BERITABUANA.CO, JAKARTA – Seorang murid kelas dua Sekolah Dasar Negeri (SDN) 012 di Desa Buluh Rampai, Kecamatan Seberida, Kabupaten Indragiri Hulu, Riau, dilaporkan meninggal dunia setelah diduga menjadi korban perundungan (bullying) oleh kakak kelasnya. Tragedi ini menyoroti kembali pentingnya pendidikan karakter dan pengawasan ketat di lingkungan sekolah dasar.
Korban KB murid kelas dua, disebut telah mengalami perundungan lebih dari satu kali. Dugaan kuat, tindakan bullying tersebut dipicu oleh perbedaan suku dan agama, sebuah masalah sensitif yang memperlihatkan adanya krisis toleransi bahkan di tingkat usia dini.
Peristiwa memilukan ini mendapat perhatian serius dari Ketua Umum Alumni SMA Jakarta Bersatu (ASJB), RA. Jeni Suryanti. Ia menyoroti lemahnya kesadaran kolektif masyarakat dalam menjalankan tanggung jawab terhadap tumbuh kembang anak.
“Anak mestinya dilahirkan sebagai anugerah Tuhan, dan merupakan komitmen orang tuanya untuk membesarkan, memberi kasih sayang, serta membekali mereka dengan budi pekerti dan pengetahuan. Namun kenyataannya, masih banyak pernikahan usia dini di mana calon ibu dan ayah belum siap secara fisik maupun mental,” kata Jeni melalui keterangan tertulisnya, Minggu (1/6/2025).
Jeni juga menegaskan pentingnya pendidikan perilaku sejak dini, termasuk soal perlakuan antar teman dan hubungan antara laki-laki dan perempuan. Ia mencontohkan, “Hanya karena seorang anak perempuan tidak berjilbab, tidak semestinya menjadi sasaran prasangka atau perlakuan tidak adil.”
Untuk itu, ia menyerukan reformasi sistem pendidikan karakter di sekolah, termasuk madrasah, agar tidak hanya mengajarkan pengetahuan, tetapi juga membentuk sikap saling menghargai dan perlindungan terhadap sesama.
“Indonesia menjamin keberagaman suku, agama dan kepercayaan warganegaranya. Membiarkan perilaku bullying kepada korban dengan alasan beda suku atau agama, merupakan ancaman yang serius bagi kedaulatan negara,” tegasnya lagi.

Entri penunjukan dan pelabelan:
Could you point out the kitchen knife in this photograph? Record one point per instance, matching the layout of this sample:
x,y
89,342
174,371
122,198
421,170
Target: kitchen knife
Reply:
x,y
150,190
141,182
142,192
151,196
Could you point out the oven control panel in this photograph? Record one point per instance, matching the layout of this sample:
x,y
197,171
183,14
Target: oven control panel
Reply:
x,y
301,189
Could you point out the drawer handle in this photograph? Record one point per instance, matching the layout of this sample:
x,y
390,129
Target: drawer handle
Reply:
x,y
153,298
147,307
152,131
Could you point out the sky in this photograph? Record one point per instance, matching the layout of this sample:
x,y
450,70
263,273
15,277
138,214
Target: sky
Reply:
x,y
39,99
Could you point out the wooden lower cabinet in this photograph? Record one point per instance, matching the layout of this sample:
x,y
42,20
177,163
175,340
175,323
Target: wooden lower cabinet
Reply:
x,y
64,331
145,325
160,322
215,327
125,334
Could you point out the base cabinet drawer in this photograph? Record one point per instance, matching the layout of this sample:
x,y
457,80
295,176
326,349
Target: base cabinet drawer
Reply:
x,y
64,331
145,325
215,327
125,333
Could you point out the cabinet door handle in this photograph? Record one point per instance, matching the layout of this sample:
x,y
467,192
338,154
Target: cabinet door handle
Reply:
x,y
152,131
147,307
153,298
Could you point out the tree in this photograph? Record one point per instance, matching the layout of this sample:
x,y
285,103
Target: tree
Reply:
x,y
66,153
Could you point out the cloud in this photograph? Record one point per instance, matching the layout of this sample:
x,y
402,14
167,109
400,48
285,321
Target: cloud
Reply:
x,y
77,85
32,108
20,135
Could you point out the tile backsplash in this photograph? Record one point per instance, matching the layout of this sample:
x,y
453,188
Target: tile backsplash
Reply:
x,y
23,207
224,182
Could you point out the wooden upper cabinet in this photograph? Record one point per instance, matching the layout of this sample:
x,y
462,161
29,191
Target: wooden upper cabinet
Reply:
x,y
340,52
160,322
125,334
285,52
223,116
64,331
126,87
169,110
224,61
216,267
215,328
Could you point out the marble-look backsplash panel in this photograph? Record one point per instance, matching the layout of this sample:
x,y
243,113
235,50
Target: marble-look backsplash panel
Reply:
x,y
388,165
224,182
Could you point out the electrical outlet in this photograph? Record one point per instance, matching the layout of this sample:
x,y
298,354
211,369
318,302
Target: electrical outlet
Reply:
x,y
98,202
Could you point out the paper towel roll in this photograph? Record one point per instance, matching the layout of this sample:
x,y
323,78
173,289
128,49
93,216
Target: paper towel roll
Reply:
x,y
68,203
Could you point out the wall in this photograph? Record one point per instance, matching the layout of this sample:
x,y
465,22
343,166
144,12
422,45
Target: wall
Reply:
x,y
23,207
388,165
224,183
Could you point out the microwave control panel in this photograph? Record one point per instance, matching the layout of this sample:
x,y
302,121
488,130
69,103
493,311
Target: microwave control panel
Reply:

§ Instruksi Tertulis A
Cetak semua bagian berita perundungan murid SD di Indragiri Hulu itu, mulai dari "BERITABUANA.CO, JAKARTA –" terus ke bawah hingga "lingkungan sekolah dasar.".
§ Instruksi Tertulis B
Rangkum berita tentang perundungan murid SD di Indragiri Hulu dalam dua kalimat.
§ Instruksi Tertulis C
Sambung berita tentang perundungan murid SD di Indragiri Hulu itu, dimulai tepat setelah kalimat terakhirnya.
Baris-baris data tersebut tidak diperlukan.

§ Hasil A
BERITABUANA.CO, JAKARTA – Seorang murid kelas dua Sekolah Dasar Negeri (SDN) 012 di Desa Buluh Rampai, Kecamatan Seberida, Kabupaten Indragiri Hulu, Riau, dilaporkan meninggal dunia setelah diduga menjadi korban perundungan (bullying) oleh kakak kelasnya. Tragedi ini menyoroti kembali pentingnya pendidikan karakter dan pengawasan ketat di lingkungan sekolah dasar.

§ Hasil B
Seorang murid kelas dua SDN 012 di Desa Buluh Rampai, Kabupaten Indragiri Hulu, Riau, dilaporkan meninggal dunia setelah diduga dirundung kakak kelasnya lebih dari satu kali, yang diduga kuat dipicu perbedaan suku dan agama. Ketua Umum ASJB, RA. Jeni Suryanti, menyerukan reformasi pendidikan karakter di sekolah dan menegaskan bahwa membiarkan bullying karena beda suku atau agama merupakan ancaman serius bagi kedaulatan negara.

§ Hasil C
Sebagai bentuk konkret, ASJB mengusulkan pembentukan gugus tugas pengawasan anti-bullying di sekolah-sekolah, yang tidak hanya terdiri dari guru dan orang tua, tetapi juga melibatkan alumni sebagai bagian dari komite sekolah.
“Tragedi ini menjadi pengingat keras bahwa pendidikan bukan hanya soal akademik, tetapi juga soal pembentukan nilai dan moral. Tanpa pendekatan holistik terhadap tumbuh kembang anak, sekolah justru bisa menjadi tempat yang tidak aman bagi mereka yang seharusnya dilindungi,” pungkas Jeni Suryanti.
Tren Meningkatnya Kasus Perundungan di Sekolah
Kasus perundungan di lingkungan sekolah dasar bukanlah insiden tunggal. Data nasional menunjukkan tren peningkatan yang mengkhawatirkan.
Menurut laporan Federasi Serikat Guru Indonesia (FSGI), sepanjang tahun 2023 tercatat 30 kasus perundungan di satuan pendidikan, meningkat dari 21 kasus pada tahun sebelumnya. Dari jumlah tersebut, 30% terjadi di jenjang SD atau sederajat.
Sementara itu, Komisi Perlindungan Anak Indonesia (KPAI) mencatat sekitar 3.800 kasus perundungan sepanjang 2023, dengan hampir separuhnya terjadi di lembaga pendidikan, termasuk pondok pesantren .
Jenis perundungan yang paling sering dialami korban adalah bullying fisik (55,5%), diikuti oleh bullying verbal (29,3%), dan bullying psikologis (15,2%). Siswa SD menjadi korban bullying terbanyak (26%), diikuti siswa SMP (25%), dan siswa SMA (18,75%).
Menanggapi meningkatnya kasus perundungan, Kementerian Pendidikan, Kebudayaan, Riset, dan Teknologi telah menerbitkan Peraturan Mendikbudristek Nomor 46 Tahun 2023 tentang Pencegahan dan Penanganan Kekerasan di Satuan Pendidikan. Namun, implementasi peraturan ini belum merata di semua sekolah.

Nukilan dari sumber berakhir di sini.